◆ Aim: Every record must appear in your copy exactly as written, with no pictures.

## begin Entries shown

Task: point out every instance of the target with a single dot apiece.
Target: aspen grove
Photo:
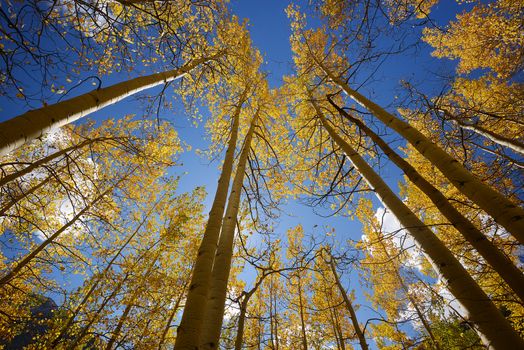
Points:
(228, 174)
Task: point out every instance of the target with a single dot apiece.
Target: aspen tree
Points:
(33, 124)
(349, 305)
(384, 261)
(508, 214)
(493, 328)
(191, 323)
(505, 267)
(217, 296)
(15, 270)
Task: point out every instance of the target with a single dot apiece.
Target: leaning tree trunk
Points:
(239, 340)
(494, 330)
(188, 333)
(221, 268)
(510, 273)
(35, 123)
(349, 306)
(503, 211)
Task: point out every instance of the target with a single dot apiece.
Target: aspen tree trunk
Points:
(302, 320)
(239, 340)
(188, 333)
(337, 330)
(172, 316)
(29, 257)
(494, 330)
(349, 306)
(509, 272)
(413, 302)
(243, 310)
(503, 211)
(130, 304)
(217, 296)
(35, 123)
(5, 180)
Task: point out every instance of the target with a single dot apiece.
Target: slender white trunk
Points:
(188, 333)
(503, 211)
(349, 306)
(35, 123)
(214, 313)
(509, 272)
(494, 330)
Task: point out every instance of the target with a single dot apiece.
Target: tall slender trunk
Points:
(335, 323)
(243, 310)
(35, 123)
(173, 314)
(302, 317)
(188, 333)
(29, 257)
(239, 340)
(500, 262)
(13, 176)
(503, 211)
(349, 306)
(221, 267)
(130, 304)
(412, 301)
(494, 330)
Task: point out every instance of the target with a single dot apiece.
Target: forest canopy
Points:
(226, 174)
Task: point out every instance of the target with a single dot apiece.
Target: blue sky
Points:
(269, 28)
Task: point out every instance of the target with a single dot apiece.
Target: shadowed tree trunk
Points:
(494, 330)
(500, 262)
(221, 268)
(188, 333)
(35, 123)
(503, 211)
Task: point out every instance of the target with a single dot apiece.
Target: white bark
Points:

## end Entries shown

◆ Result of the exercise:
Task: point out every instance of the target with a single dot apiece.
Target: aspen grove
Photo:
Points:
(228, 174)
Task: point out every instance of the target with a single dot apiece.
Target: aspen tree
Points:
(33, 124)
(349, 305)
(384, 261)
(508, 214)
(493, 328)
(191, 323)
(505, 267)
(217, 296)
(15, 270)
Task: point out every instance of the target with a single dot apiece.
Target: leaning tree trunk
Points:
(239, 340)
(494, 330)
(188, 333)
(221, 268)
(510, 273)
(35, 123)
(349, 306)
(503, 211)
Task: point out every instance of the target with a single dot apiece.
Target: aspen tree trunk
Points:
(302, 320)
(239, 340)
(188, 333)
(337, 330)
(172, 316)
(29, 257)
(494, 330)
(349, 306)
(509, 272)
(413, 302)
(243, 310)
(503, 211)
(130, 304)
(217, 296)
(35, 123)
(5, 180)
Task: point out every instance of the target with a single dot apiece.
Target: slender white trunk
Points:
(188, 333)
(503, 211)
(349, 306)
(35, 123)
(214, 313)
(509, 272)
(494, 330)
Task: point out every instance of the target with a single dot apiece.
Target: tall slender trunk
Points:
(335, 323)
(243, 310)
(35, 123)
(173, 314)
(302, 317)
(188, 333)
(29, 257)
(239, 340)
(500, 262)
(13, 176)
(503, 211)
(349, 306)
(221, 267)
(130, 304)
(412, 301)
(494, 330)
Task: point out every instance of the target with a single dot apiece.
Target: forest canopy
Points:
(226, 174)
Task: point out every instance of the target with a single dot apiece.
Target: blue sky
Points:
(269, 28)
Task: point out every instance of the target with a single dot apiece.
Target: shadowed tree trunk
Points:
(494, 330)
(500, 262)
(221, 268)
(188, 333)
(35, 123)
(503, 211)
Task: point out every instance of the target with a single dot apiece.
Target: white bark
Points:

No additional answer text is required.